Read through the listing below and return only the lines containing "walking".
══ LISTED RECORDS
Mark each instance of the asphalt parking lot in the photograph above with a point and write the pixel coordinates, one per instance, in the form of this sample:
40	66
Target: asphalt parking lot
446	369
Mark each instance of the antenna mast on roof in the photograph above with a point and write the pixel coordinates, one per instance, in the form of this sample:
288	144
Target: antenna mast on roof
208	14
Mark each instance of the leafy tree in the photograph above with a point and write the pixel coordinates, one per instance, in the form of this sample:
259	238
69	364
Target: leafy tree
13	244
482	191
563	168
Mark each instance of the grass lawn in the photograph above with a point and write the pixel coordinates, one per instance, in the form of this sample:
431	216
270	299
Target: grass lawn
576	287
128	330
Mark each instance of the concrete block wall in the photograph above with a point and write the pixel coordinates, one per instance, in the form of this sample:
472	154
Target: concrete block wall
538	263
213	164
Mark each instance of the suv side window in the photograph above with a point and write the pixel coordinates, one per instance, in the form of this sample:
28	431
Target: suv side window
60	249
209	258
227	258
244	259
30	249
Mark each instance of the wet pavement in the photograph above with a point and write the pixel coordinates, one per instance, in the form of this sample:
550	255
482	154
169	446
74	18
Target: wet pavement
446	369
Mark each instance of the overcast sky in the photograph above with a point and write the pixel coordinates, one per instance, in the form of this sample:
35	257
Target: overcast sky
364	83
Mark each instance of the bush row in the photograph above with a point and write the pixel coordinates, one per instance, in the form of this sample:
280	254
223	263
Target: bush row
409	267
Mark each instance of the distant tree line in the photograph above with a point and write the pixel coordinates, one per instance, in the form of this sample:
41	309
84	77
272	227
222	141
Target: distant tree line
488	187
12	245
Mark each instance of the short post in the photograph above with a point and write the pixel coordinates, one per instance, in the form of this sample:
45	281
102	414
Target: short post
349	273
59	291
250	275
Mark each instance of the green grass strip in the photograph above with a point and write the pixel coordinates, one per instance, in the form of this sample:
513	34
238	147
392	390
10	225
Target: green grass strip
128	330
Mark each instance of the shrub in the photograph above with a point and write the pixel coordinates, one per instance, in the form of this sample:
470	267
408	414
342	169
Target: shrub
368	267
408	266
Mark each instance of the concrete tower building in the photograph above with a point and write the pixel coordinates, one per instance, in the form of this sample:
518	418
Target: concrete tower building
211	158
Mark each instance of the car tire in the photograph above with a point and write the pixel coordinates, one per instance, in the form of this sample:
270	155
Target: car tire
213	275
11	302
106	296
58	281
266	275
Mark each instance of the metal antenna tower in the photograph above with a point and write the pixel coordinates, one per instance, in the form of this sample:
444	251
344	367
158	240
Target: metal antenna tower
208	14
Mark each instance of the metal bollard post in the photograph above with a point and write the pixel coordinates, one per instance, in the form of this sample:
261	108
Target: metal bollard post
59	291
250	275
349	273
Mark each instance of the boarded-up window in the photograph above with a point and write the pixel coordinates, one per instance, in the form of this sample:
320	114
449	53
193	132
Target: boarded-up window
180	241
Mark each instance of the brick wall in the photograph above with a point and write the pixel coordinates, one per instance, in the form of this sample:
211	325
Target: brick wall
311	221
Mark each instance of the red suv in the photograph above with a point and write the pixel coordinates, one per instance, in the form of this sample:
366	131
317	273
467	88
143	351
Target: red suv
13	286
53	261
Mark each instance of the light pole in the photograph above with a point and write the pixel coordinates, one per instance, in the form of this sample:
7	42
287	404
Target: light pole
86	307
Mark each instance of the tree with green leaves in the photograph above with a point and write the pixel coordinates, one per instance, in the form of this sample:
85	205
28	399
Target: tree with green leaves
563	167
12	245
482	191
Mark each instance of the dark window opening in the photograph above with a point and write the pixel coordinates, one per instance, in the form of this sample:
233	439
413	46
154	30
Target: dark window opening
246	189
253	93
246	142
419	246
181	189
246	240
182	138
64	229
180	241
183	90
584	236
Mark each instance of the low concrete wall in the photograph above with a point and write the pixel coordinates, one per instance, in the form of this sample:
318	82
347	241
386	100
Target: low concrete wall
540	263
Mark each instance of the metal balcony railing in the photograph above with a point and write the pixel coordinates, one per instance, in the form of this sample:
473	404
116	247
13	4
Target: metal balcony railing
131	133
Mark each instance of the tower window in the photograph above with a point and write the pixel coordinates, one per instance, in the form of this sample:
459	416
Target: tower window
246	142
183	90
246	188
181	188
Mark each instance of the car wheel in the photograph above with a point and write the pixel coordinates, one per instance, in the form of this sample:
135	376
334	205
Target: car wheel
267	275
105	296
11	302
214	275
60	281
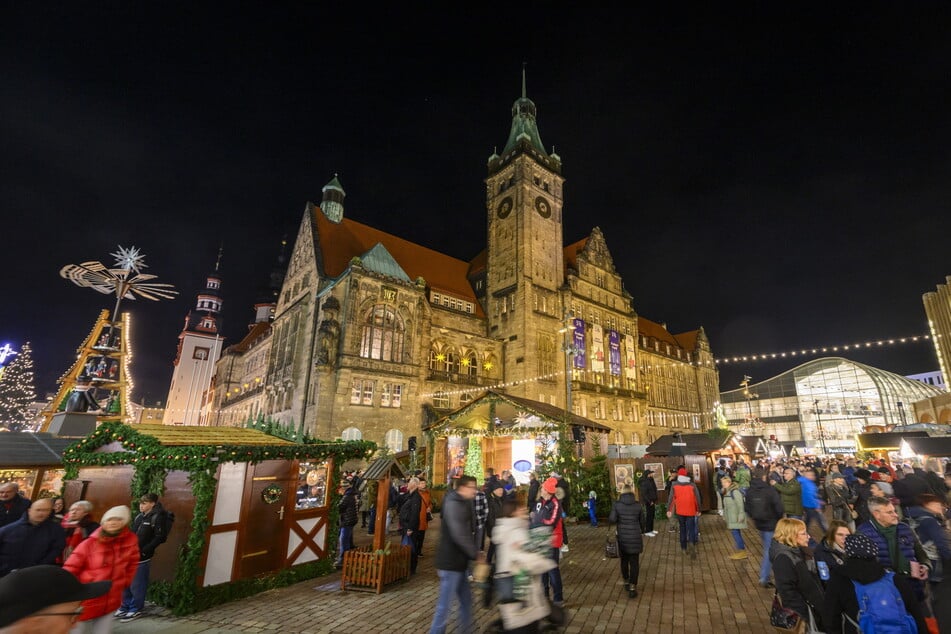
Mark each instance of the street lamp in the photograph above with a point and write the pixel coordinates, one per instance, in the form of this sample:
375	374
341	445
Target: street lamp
822	436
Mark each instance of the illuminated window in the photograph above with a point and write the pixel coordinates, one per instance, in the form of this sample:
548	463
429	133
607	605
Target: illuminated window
382	335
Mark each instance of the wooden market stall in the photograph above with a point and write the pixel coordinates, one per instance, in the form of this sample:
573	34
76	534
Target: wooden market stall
247	505
35	463
512	433
381	564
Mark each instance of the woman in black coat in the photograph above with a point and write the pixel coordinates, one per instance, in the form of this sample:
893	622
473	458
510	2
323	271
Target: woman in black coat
627	514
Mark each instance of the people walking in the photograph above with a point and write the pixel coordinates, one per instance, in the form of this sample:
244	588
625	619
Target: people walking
════
▶ [EXERCISE SOLUTION]
Mark each instance of the people walking in the photograph above with a point and write the pixel coordinates, one per instance, in the form of this sample:
Target: people walking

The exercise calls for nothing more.